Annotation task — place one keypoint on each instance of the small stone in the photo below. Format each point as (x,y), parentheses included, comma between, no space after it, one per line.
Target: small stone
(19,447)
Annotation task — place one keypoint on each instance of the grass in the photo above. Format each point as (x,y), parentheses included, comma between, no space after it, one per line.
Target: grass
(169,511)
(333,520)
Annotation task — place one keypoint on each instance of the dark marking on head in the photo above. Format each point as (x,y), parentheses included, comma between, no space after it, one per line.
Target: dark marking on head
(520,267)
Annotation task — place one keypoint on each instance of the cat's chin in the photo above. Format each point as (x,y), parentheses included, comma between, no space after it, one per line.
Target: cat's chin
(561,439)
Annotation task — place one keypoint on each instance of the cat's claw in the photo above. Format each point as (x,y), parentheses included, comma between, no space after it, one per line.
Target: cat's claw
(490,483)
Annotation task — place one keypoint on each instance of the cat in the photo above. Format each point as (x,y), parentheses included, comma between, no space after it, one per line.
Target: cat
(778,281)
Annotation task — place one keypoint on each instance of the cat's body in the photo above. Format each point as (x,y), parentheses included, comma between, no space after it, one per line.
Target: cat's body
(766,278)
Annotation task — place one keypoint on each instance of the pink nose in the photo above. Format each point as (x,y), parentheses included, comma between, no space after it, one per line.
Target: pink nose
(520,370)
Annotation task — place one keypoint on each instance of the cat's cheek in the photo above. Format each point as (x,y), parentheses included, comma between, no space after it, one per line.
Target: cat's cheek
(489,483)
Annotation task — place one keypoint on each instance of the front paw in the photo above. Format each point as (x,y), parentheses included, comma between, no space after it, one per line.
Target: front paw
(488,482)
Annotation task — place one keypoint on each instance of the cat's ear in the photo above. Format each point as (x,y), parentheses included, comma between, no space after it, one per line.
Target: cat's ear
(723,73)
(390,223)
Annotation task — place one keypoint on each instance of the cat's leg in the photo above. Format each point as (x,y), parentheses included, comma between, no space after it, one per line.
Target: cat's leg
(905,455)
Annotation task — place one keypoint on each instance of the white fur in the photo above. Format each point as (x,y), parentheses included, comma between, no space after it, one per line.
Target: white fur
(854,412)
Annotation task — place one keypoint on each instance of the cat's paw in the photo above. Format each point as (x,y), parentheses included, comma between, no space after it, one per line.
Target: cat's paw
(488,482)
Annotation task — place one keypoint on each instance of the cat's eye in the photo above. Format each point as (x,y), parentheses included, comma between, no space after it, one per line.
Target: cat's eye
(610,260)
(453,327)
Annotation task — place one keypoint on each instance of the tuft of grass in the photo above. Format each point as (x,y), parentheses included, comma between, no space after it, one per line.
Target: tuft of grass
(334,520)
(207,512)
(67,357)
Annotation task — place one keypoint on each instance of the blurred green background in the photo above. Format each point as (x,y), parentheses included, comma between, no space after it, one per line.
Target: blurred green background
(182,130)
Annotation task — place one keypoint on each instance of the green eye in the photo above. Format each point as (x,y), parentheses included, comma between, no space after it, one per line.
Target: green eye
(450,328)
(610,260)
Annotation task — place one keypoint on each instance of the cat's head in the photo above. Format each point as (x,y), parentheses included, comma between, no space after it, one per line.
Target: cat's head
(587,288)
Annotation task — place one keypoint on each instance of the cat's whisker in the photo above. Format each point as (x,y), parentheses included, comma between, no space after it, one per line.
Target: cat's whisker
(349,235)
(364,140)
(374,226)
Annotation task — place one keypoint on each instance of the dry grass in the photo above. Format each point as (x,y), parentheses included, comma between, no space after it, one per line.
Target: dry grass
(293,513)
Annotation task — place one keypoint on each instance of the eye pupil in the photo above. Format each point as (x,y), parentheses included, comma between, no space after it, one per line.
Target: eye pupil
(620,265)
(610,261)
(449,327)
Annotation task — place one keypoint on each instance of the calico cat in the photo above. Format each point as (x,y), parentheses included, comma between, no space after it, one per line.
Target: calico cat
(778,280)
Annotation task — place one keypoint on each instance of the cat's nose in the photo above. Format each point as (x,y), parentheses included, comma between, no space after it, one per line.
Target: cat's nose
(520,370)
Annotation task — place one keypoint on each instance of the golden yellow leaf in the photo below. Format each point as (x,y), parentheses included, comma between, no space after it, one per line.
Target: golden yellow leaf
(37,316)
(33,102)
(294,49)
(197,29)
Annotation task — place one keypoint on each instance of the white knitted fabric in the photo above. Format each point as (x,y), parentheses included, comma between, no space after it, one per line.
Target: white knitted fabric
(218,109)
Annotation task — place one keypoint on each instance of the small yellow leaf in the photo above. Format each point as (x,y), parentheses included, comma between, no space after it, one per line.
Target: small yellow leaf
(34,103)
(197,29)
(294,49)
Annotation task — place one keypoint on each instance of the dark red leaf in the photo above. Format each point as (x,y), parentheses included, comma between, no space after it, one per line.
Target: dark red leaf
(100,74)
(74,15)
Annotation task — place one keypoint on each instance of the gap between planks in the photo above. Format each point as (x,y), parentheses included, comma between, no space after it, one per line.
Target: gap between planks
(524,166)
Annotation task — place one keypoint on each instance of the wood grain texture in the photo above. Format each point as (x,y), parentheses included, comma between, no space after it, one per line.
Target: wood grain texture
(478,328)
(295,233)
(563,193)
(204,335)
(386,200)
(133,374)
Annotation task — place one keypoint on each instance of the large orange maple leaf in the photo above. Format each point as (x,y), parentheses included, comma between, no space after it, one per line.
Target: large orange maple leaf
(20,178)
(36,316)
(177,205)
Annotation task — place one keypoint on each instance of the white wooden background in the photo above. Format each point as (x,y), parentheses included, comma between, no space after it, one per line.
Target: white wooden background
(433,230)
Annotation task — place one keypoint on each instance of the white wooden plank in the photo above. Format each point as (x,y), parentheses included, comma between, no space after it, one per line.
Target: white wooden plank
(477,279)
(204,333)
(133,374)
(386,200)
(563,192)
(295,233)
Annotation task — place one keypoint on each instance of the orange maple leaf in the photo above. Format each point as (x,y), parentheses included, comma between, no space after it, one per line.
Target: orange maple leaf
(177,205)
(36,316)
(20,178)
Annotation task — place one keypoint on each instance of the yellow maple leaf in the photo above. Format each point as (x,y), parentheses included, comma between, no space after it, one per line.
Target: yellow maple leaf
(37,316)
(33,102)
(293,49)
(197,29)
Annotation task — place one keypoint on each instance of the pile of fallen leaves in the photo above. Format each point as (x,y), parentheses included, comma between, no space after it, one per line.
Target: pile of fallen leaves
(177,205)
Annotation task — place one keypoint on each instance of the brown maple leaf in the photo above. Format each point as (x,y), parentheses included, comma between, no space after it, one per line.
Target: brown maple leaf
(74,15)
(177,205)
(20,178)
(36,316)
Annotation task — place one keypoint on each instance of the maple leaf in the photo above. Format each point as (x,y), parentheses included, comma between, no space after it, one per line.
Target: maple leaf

§

PROBLEM: Restate the whole of the data exactly.

EXERCISE RESULT:
Annotation task — place one keypoint on each instance of the small stone in the photo below. Format each point as (x,y), parentheses included, comma between, no space after it, one per line.
Target: small stone
(19,447)
Annotation task — place one keypoint on each instance of the grass in the photo above. Format each point as (x,y), parentheses included, comma between, no space after it, one per line.
Target: grass
(169,511)
(333,520)
Annotation task — place one keypoint on each instance of the dark marking on head in the photo above. Format each point as (x,y), parentheses included, comma between, no space after it, one per line.
Target: dark marking on head
(520,267)
Annotation task — place one keypoint on each instance of the cat's chin in the photo above. Format each point as (x,y), parentheses included, comma between, no space after it, one per line.
Target: cat's chin
(561,439)
Annotation task — place one keypoint on each instance of the cat's claw in the photo above. Format each point as (x,y), parentheses included, comma between, no space after it, one per line.
Target: cat's claw
(490,483)
Annotation task — place one keypoint on each instance of the cat in the photo above. Format each point as (x,y), parentheses included, comma between, no space after it, one per line.
Target: cat
(778,281)
Annotation task — place one keypoint on each instance of the cat's body in the photo above. Format each point as (x,y), parentheses included, comma between, no space after it, one per line.
Target: cat's body
(766,278)
Annotation task — place one keypoint on each instance of the pink nose in the photo above. Format each point as (x,y), parentheses included, comma between, no space after it, one per line.
Target: pink nose
(520,370)
Annotation task — place one keypoint on each instance of the cat's cheek in the photo above. Format each point as (x,y), parentheses included, comma between, no space after it, one per line.
Target: cat's cheek
(489,483)
Annotation task — place one keypoint on each instance of the front paw in the photo above. Format each point as (x,y), parentheses included, comma between, no space after it, one per line.
Target: front paw
(488,482)
Annotation task — place one keypoint on each instance of the cat's ear in the photo above. Format each point as (x,y), parentheses included, comma between, no space after it, one per line.
Target: cat's ear
(723,73)
(390,223)
Annotation task — place one keypoint on each instance of the cat's leg in the photo above. Format each point as (x,y), parentheses included, comma between, no space after it, one per line.
Target: cat's leg
(905,455)
Annotation task — place one keypoint on each instance of the white fur in the photo above. Format each point as (x,y), parentheses included, comma between, no space after it, one per line.
Target: white fur
(854,412)
Annotation task — place one keypoint on each instance of the cat's paw in the photo above. Format each point as (x,y), parentheses included, comma between, no space after it, one per line.
Target: cat's paw
(488,482)
Annotation task — place one keypoint on each instance of the cat's eye in the photo above. Format each point as (x,y), parentheses included, comma between, no space after it, one per line.
Target: cat's eye
(610,260)
(453,327)
Annotation task — place one keypoint on each instance of the tuft of grass in the photo above. Format each point as (x,y), parentheses included, comma between, no space after it, one per line.
Target: tuft of grass
(334,520)
(207,512)
(67,357)
Annotation task — place one keypoint on each instance of the blurred green background in the photo above. Format each point as (x,y), parentheses included, comma between, no space after it, one per line.
Target: blurred green background
(182,130)
Annotation task — place one keypoint on each instance of the green eye in the photo above. Format each point as (x,y), parentheses included, comma between, no space after it, one per line.
Target: green eye
(450,328)
(610,260)
Annotation task — place one keypoint on each instance of the cat's head in the photo above. Format each point as (x,y), parentheses included, comma between, no space after it, one per line.
Target: cat's head
(587,288)
Annotation task — place one keypoint on each instance of the cat's whisker in the photo above. Format each point as (x,y), parentheses included, comma between, no space after it, one per line.
Target: cat's whisker
(349,235)
(364,140)
(374,226)
Annotation task — place one keypoint on each instance of the dry grass in the photo above. Format each point as (x,y), parentheses included, comma between, no space after it, one per line.
Target: dry grass
(293,513)
Annotation task — place one keypoint on each instance of the eye pupil in the photo above. Format each point as (x,y), parentheses included, comma between, no space after it, one per line.
Target: eye pupil
(620,265)
(610,261)
(449,327)
Annotation task — place one keypoint on each instance of the calico cat in the photo above. Format each point as (x,y), parentheses included, comma between, no space after it, one per line.
Target: calico cat
(778,280)
Annotation task — place one keypoint on each instance of the cat's nose in the photo above. Format each point as (x,y), parentheses included, comma between, no space after it, one per line.
Target: cat's nose
(520,370)
Annotation task — place one keypoint on each instance of the golden yellow leaf in the photo below. Format each point as (x,y), parentheses included, comma between, no space after it, one per line.
Target: golden yellow leaf
(37,316)
(33,102)
(294,49)
(197,29)
Annotation task — place one keypoint on each instance of the white knitted fabric in the photo above. Format each point as (x,y), parentheses included, comma between, no space after it, one per line.
Target: white knitted fabric
(218,109)
Annotation task — place one keypoint on each instance of the small yellow leaf in the photo above. Format each point as (x,y), parentheses included, comma between, no space after it, one per line.
Target: small yellow leaf
(34,103)
(197,29)
(294,49)
Annotation task — place one keypoint on each instance of the dark red leaf in the photo above. Format each point as (x,y), parentheses included, comma between, no space after it, one per line.
Target: dark red leaf
(100,74)
(74,15)
Annotation task — place one keypoint on each instance of the gap between planks in the photo above. Format each point as (x,y), parentheses included, comma between, no space after it, one per line.
Target: gap between planks
(524,166)
Annotation task — place one keypoint on each instance of the wood grain texture in the photo above. Format each point as (x,y), parentheses included, comma between, no space after it, one per line.
Target: wood grain texture
(478,328)
(295,233)
(563,193)
(204,335)
(386,200)
(133,374)
Annotation task — place one keypoint on each instance of the large orange maple leaf in the photo above. Format each point as (x,y), parentheses included, comma between, no space after it, one per line.
Target: large orange maple leaf
(20,178)
(36,316)
(177,205)
Annotation task — place one keypoint on each instance of the white wooden background in the photo above. Format each point as (x,y), parentheses included, comma between, no space after it, one per line.
Target: white wooden background
(433,230)
Annotation task — place one keypoint on each instance of the white wooden plank in the photo above. Format each point as (x,y), parentheses included, comma between, no space after it, one per line.
Target: white wooden plank
(477,279)
(204,333)
(133,374)
(386,200)
(563,192)
(295,233)
Annotation task — place one keypoint on each instance of the orange maple leaf in the photo above. Format each point as (x,y), parentheses included, comma between, no space after it, one per line.
Target: orange maple leaf
(177,205)
(36,316)
(20,178)
Annotation task — place one keypoint on each instance of the yellow maple leaf in the photo above. Format each point as (x,y), parentheses included, comma between, no space after it, one per line.
Target: yellow maple leaf
(37,316)
(33,102)
(293,49)
(197,29)
Annotation task — place one keypoint on each instance of the pile of fallen leaves in the photo above. Format each point as (x,y), parentheses included, comma between, no space after it, one per line.
Target: pile of fallen leaves
(177,205)
Annotation task — place one keypoint on each instance of the brown maple leaf in the photo above. Format each point as (x,y), parentheses included, comma between, no space after it, one per line.
Target: brown maple leaf
(74,15)
(177,205)
(20,178)
(36,316)
Annotation task — place one keypoint on each instance of the maple leaf in the photo above. Format each point as (x,y), parentheses included, comma between, no space after it, one per line.
Target: maple leaf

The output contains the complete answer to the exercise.